Os números permitem concluir que a era inicial do pré-sal foi um período de pouca prudência nos investimentos da Petrobras, especialmente em grandes refinarias; foram realizados com base em endividamento que se tornaria insustentável se as condições internacionais do petróleo mudassem, como de fato ocorreu.
Recentemente, novas decisões da Petrobras confirmaram a necessidade de continuação da estratégia adotada de redução da dívida. A companhia anunciou a inclusão de novos ativos para venda, e a diminuição nos investimentos planejados em Exploração e Produção para US$ 40-50 bilhões, no período 2021-2025, ante US$ 64 bilhões planejados no Plano Estratégico anterior (2020-2024).
As decisões mostram cautela da companhia com seus índices financeiros e com o montante da dívida, dado o comportamento imprevisível da demanda e dos preços do petróleo nos próximos anos.
Por outro lado, as receitas obtidas com as vendas de seus ativos, de 2015 até o segundo semestre de 2020, tiveram o efeito de diminuir para 2,3 a relação dívida líquida/lucros (Ebitda).

> _TRECHOS DE DADOS_
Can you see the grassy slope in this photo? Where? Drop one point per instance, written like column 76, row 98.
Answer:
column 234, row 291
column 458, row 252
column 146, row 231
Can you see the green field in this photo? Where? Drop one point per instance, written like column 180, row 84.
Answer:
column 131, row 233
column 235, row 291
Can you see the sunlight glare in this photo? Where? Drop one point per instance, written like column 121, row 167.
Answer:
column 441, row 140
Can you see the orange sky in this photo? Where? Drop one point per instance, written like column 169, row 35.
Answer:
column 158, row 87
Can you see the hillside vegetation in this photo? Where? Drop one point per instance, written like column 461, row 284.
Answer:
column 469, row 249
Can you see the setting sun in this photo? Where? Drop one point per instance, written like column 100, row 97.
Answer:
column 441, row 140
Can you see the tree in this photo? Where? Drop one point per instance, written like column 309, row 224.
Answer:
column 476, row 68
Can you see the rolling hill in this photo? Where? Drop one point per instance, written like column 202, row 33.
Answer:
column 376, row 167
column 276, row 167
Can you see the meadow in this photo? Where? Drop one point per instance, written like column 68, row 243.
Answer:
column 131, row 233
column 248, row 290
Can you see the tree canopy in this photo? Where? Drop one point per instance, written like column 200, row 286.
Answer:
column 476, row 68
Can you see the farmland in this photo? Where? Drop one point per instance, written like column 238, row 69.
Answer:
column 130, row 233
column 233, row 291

> _INSTRUÇÕES DE TRABALHO_
#1 Reescreva a parte do trecho sobre a Petrobras começando em "As decisões mostram" e indo até "nos próximos anos.", trocando "cautela" por "prudência".
#2 Responda com base no trecho sobre a Petrobras:
(a) Em que tipo de investimento houve, especialmente, pouca prudência na era inicial do pré-sal?
(b) Qual foi o valor de investimentos em Exploração e Produção previsto no Plano Estratégico anterior (2020-2024)?
(c) Para quanto caiu a relação dívida líquida/lucros (Ebitda) com as vendas de ativos?
#3 Resuma o trecho sobre a Petrobras em duas frases, por favor.

> _LISTA DE RESPOSTAS_
#1
As decisões mostram prudência da companhia com seus índices financeiros e com o montante da dívida, dado o comportamento imprevisível da demanda e dos preços do petróleo nos próximos anos.

#2
(a) Em grandes refinarias.
(b) US$ 64 bilhões.
(c) Para 2,3.

#3 Na era inicial do pré-sal, a Petrobras investiu com pouca prudência, especialmente em grandes refinarias, com base em um endividamento que se tornou insustentável quando as condições internacionais do petróleo mudaram. Hoje a companhia mantém a estratégia de redução da dívida: colocou novos ativos à venda e cortou os investimentos em Exploração e Produção para US$ 40-50 bilhões em 2021-2025, e as vendas de ativos desde 2015 reduziram a relação dívida líquida/Ebitda para 2,3.